Can you reproduce word for word every line from the one containing "Each instance receives one keypoint. Mark the gooseneck" through the final line below?

Start of DATA LISTING

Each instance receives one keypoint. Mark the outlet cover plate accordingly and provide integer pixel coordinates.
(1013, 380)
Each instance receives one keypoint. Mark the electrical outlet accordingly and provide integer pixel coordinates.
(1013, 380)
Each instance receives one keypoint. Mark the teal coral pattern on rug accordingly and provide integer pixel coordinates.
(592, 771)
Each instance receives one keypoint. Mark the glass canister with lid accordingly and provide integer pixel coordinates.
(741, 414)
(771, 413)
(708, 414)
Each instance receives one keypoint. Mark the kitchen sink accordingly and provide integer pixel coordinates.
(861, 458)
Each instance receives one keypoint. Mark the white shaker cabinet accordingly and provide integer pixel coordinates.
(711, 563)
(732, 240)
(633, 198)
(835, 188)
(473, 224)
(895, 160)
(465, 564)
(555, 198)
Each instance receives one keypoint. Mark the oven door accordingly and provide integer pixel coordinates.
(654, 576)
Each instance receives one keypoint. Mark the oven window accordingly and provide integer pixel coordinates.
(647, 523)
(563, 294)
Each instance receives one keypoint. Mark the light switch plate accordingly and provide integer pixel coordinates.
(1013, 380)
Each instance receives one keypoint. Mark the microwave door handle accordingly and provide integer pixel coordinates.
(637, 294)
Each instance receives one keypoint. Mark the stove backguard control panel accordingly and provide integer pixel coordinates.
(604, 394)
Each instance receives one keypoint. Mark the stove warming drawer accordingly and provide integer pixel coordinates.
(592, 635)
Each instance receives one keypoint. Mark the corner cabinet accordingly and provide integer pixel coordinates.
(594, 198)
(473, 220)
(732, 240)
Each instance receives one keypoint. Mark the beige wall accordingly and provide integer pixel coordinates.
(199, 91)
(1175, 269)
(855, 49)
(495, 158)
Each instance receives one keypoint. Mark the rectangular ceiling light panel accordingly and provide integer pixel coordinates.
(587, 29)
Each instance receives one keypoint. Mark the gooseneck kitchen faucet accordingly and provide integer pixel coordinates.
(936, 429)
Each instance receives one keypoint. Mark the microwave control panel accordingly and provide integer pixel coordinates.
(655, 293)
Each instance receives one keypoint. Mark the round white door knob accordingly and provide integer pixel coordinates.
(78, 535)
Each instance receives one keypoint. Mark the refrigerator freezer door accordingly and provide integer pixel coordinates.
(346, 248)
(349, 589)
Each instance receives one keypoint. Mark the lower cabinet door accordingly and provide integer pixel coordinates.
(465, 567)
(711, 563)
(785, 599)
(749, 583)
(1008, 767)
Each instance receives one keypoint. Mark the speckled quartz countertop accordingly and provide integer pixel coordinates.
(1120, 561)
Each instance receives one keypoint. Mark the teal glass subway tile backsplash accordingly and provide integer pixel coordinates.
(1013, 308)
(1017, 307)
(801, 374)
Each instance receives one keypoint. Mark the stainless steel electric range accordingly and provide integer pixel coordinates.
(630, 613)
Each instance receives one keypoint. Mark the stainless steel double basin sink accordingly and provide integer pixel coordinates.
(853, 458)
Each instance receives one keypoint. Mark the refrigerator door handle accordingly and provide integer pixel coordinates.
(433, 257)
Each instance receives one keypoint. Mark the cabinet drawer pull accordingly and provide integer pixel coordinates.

End of DATA LISTING

FINISHED TASK:
Each instance receives one keypoint. Mark the gooseneck kitchen faucet accordingly and provide integer pixel coordinates.
(936, 429)
Each instance receives one keypoint. Mark the microwave control panel accordingly and provide integer pixel coordinates.
(655, 293)
Each instance receives one keypoint. Mark the round white door knob accordingly and provide integer pixel coordinates.
(78, 535)
Each instance receives one keypoint. Mark the refrigerator freezer door accordingly and provide integer pixel coordinates.
(346, 248)
(349, 589)
Each instance receives one keypoint. Mark the lower cabinet door accordingly and provide integer pixel coordinates.
(465, 567)
(711, 563)
(785, 599)
(749, 583)
(1008, 767)
Each instance receives one keypoint. Mark the speckled quartz countertop accordingly and provide integer pixel coordinates.
(1120, 561)
Each instance receives one keypoint. Mark the teal glass subway tile backsplash accordingly and provide integer pixel coordinates.
(1013, 308)
(1017, 307)
(801, 374)
Each instance receives one keypoint. Mark the stainless steel electric range accordingly and provide integer pixel coordinates.
(630, 613)
Each instance receives one keypoint. Mark the stainless steel double basin sink accordingly and provide integer pixel coordinates.
(853, 458)
Each instance receives one keypoint. Mark the refrigerator door handle accordingly and provide integer pixel coordinates.
(433, 257)
Each instance receives one keypoint. Mark the cabinet drawer pull accordingly and provide integer pixel coordinates.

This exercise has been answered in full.